Saved entries
------------------------------------------------------------
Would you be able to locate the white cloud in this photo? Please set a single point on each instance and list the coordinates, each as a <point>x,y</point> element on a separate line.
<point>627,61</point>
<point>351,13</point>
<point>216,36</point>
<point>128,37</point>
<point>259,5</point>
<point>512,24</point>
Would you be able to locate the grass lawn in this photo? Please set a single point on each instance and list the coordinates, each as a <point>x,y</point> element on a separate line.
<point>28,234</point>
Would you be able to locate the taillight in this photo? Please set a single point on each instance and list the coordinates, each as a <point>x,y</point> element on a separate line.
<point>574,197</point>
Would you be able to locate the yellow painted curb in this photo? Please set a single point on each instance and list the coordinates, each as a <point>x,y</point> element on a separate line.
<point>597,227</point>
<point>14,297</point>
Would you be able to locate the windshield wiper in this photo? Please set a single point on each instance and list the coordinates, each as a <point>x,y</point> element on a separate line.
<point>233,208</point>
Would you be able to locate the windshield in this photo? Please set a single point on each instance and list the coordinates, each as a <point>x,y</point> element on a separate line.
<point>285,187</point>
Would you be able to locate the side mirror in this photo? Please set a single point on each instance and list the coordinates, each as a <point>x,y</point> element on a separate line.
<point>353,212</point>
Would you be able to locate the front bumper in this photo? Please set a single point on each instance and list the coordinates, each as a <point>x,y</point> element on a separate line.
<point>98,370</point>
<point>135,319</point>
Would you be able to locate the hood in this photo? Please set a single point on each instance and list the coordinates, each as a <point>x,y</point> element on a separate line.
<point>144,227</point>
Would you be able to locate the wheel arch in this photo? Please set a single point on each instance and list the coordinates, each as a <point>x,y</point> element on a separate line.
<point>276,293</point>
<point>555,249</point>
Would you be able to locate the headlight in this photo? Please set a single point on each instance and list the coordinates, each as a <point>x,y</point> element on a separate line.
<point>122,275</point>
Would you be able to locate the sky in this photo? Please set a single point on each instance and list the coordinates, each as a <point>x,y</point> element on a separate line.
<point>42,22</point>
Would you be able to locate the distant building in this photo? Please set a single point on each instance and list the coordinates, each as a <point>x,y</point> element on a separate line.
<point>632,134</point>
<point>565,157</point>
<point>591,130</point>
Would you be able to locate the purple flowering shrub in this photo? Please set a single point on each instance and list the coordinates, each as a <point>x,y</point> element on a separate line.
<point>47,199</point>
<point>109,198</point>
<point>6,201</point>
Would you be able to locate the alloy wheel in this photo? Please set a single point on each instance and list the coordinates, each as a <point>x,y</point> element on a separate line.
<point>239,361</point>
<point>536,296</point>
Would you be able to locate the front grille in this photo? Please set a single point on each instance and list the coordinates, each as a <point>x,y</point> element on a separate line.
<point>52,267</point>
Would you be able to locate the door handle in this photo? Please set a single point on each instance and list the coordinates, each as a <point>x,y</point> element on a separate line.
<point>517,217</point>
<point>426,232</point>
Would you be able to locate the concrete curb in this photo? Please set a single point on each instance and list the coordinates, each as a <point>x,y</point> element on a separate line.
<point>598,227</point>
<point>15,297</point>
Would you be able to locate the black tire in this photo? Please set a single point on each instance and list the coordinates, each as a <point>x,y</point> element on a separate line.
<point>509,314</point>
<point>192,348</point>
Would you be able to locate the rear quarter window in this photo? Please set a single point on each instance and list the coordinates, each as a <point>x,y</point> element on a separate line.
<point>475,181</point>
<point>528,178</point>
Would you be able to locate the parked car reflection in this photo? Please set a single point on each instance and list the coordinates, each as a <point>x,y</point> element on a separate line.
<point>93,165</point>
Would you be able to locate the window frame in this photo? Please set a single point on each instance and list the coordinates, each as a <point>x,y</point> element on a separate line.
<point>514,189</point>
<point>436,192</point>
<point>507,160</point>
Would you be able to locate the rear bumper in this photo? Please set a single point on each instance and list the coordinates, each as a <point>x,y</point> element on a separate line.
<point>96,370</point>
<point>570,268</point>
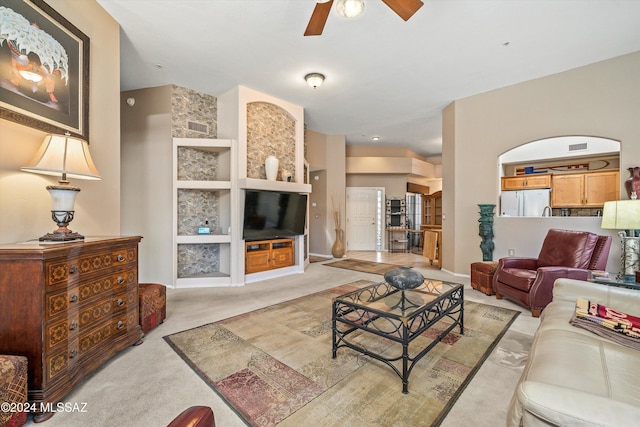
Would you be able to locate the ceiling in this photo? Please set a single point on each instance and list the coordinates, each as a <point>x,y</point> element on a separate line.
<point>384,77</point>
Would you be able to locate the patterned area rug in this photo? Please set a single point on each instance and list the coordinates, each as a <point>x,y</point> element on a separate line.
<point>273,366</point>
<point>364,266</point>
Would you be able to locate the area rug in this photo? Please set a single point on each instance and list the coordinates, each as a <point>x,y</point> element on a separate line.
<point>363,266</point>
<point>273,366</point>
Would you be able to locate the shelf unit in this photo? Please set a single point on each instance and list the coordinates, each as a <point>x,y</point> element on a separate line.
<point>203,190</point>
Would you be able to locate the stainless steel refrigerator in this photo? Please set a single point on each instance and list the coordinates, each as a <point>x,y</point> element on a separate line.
------------------------------------------------------------
Assignment :: For this exercise, return every entry verbatim and omit all pictures.

Written answer ::
Would you be able to locate the white cloud in this photo? Please set a single point on each instance and list the coordinates, each as a <point>x,y</point> element on a separate line.
<point>627,61</point>
<point>351,13</point>
<point>216,36</point>
<point>128,37</point>
<point>259,5</point>
<point>512,24</point>
Would you be able to locate the grass lawn in this photo? Please set a single point on each instance and list the coordinates, each as a <point>x,y</point> element on a separate line.
<point>28,234</point>
Would you be able to locate the taillight in this photo? Please set a single point on each instance and list the coordinates, each as a <point>x,y</point> element on a separate line.
<point>574,197</point>
Would you be able to locate the yellow painted curb in this photo? Please set a single point on each instance and list the coordinates, each as a <point>x,y</point> element on a separate line.
<point>597,227</point>
<point>14,297</point>
Would you be able to locate the windshield wiper in this photo? Please set a single point on each instance and list the coordinates, each as a <point>x,y</point> element on a separate line.
<point>233,208</point>
Would you be able to locate the windshield in this photo? Please set a single point on each instance and list the coordinates, each as a <point>x,y</point> element on a separate line.
<point>285,187</point>
Would you be able to locate the side mirror in this photo? Please set a single point on each instance and list the coordinates, each as a <point>x,y</point> element on a separate line.
<point>353,212</point>
Would you be able to locate the front bumper in this photo? Please set a single point on each instance and list the coordinates, each as a <point>x,y</point> element on a separate line.
<point>98,370</point>
<point>135,319</point>
Would you be able to locate the hood in this photo? Please set a single point on each instance and list the coordinates, each as a <point>x,y</point> element on a separate line.
<point>144,227</point>
Would you be able to locate the wheel arch in this photo? Please set a single point on each instance and list the coordinates, each as a <point>x,y</point> element on a separate line.
<point>276,293</point>
<point>555,249</point>
Would you be able to locate the headlight in this photo? Please set a single point on each instance and list the coordinates, each as a <point>x,y</point> element on a separate line.
<point>122,275</point>
Would you be able to locate the sky in this photo? Please set a single point on each instance and list the coordinates, each as a <point>x,y</point> element on a separate line.
<point>42,22</point>
Would you be able to locate the distant building in this photo? Please set a single point on each instance and list the coordinates, each as a <point>x,y</point> element on a separate line.
<point>632,134</point>
<point>565,157</point>
<point>591,130</point>
Would you be able to locate the purple flowering shrub in this photo? Please set a single point on each instance and list the coordinates, each as a <point>x,y</point> element on a separate line.
<point>47,199</point>
<point>109,198</point>
<point>6,201</point>
Would you be able to locate the alloy wheel in this photo? Please set a single point on each instance and list the coordinates, each as a <point>x,y</point> element on a separate line.
<point>239,361</point>
<point>536,296</point>
Would you be able to locate the front grille in this photo? Please set a single point on each instance and list the coordinates, each as a <point>x,y</point> element on a separate line.
<point>52,267</point>
Would you be able to locate the door handle in this photo? Please set a single point on each instance and list the coordinates, each as a <point>x,y</point> element on a separate line.
<point>517,217</point>
<point>426,232</point>
Would you be able to locate the concrete curb in this photo? Please set a single point on each instance and list the coordinates, each as a <point>x,y</point> element on a separate line.
<point>598,227</point>
<point>15,297</point>
Would you be able to locate the black tire in this photo? Please set a single point on each instance and list the coordinates, each as a <point>x,y</point> element on a separate line.
<point>509,314</point>
<point>192,348</point>
Would you be able to locate the rear quarter window in this photo? Please set a single point on each instance and list the coordinates, each as a <point>x,y</point> element on a separate line.
<point>475,181</point>
<point>528,178</point>
Would you be able to locate the parked car reflection in this photo? Please set a single point on each instance and list the coordinates, each as a <point>x,y</point> element on a separate line.
<point>93,165</point>
Would you be able to locate the window frame in this photo? Please set a single point on each instance and list the coordinates, each as a <point>x,y</point> element on a separate line.
<point>514,189</point>
<point>436,192</point>
<point>507,160</point>
Would you be able to locate the rear bumper in this photo? Please set a single point on each instance and list the coordinates, each as a <point>x,y</point> element on a separate line.
<point>96,370</point>
<point>570,268</point>
Would you be able to locate the ceiling in this photo? Please set a single point on each instance and list the coordinates, each as a <point>x,y</point> element on a separate line.
<point>384,77</point>
Would you be able to locate the patterned area rug in this photo? Please set a single point on each instance and list the coordinates, each as a <point>x,y</point> element on a separate line.
<point>273,366</point>
<point>364,266</point>
Would you be able to locate the area rug in this photo? Please set a single point on each instance and list the coordinates, each as a <point>x,y</point> element on a separate line.
<point>363,266</point>
<point>273,366</point>
Would you be able to locate the shelf unit in this photo? Please set a single point on each instance and list the coordinates, each as a <point>x,y</point> element on a separate line.
<point>203,190</point>
Would you be able to locate the stainless steel refrigerator in this photo? Please set a single point on each instance and list the coordinates, each as a <point>x,y</point> element on a separate line.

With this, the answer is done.